Provided text:

What is Computer Vision?

The industries, tactics, and promise of computer vision, explained

Computer vision models are changing the world of business for myriad different industries. Learn a little bit more about how–and why–these models work.

What is computer vision?

Computer vision is a catch-all term for the techniques and methods enabling computers to gain a high-level understanding from images or videos. Colloquially, computer vision aims to teach machines how to see–and react to–the world.



Why is labeled training data important for computer vision applications?

The history of computer vision is intriguing because its evolution might be the most powerful testimony that high quality training data is the single most important element in the creation of powerful AI systems.

Even though the field was first pioneered in the late 60’s, its progress was hampered for the several decades now commonly referred to as the AI Winter. Then, in 2009, researchers from Princeton University presented a new open source labeled image dataset named ImageNet at the prestigious CVPR computer vision conference. By 2012, after years of intensive crowdsourcing efforts, ImageNet had become the largest open source dataset available for Computer Vision specialists, with a current number of labeled instance of 14,000,000. From that point in time, better computer vision algorithms have been developed at a frantic speed. For just a single data point, classification errors on the dataset have dropped from 28% in 2010 to less than 3% in just 5 years.

Put simply, the creation and open-sourcing of ImageNet paved the way for computer vision advances in myriad fields, specifically because it contained 14 million high-quality, well-labeled images.


What are some common computer vision tasks and methods?

Computer vision tasks include methods for acquiring, processing, analyzing and understanding digital images, as well as the extraction of high-dimensional data from the real world in order to make informed decisions. We’ll discuss those in detail below.


What are some common ways to get training data for computer vision models?

The goal of training data in computer vision is to label or annotate an image or video so that a machine can understand other, unlabeled images or videos. Here are a few ways that’s commonly done:

  • Image classification or categorization: Here, images are labeled broadly. An annotator may see an image with a cat in it and simply label it as such. Much of ImageNet was labeled in this manner.

Raw data:

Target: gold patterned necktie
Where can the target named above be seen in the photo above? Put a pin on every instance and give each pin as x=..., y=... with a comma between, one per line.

Exercise tasks:
a – Please repeat the computer vision article from "The industries, tactics, and" to "powerful AI systems.", substituting "umbrella term" for "catch-all term".
b – According to the computer vision article, in what year did Princeton University researchers present ImageNet at the CVPR conference?

Answers in order:
a –
The industries, tactics, and promise of computer vision, explained

Computer vision models are changing the world of business for myriad different industries. Learn a little bit more about how–and why–these models work.

What is computer vision?

Computer vision is a umbrella term for the techniques and methods enabling computers to gain a high-level understanding from images or videos. Colloquially, computer vision aims to teach machines how to see–and react to–the world.



Why is labeled training data important for computer vision applications?

The history of computer vision is intriguing because its evolution might be the most powerful testimony that high quality training data is the single most important element in the creation of powerful AI systems.

b – 2009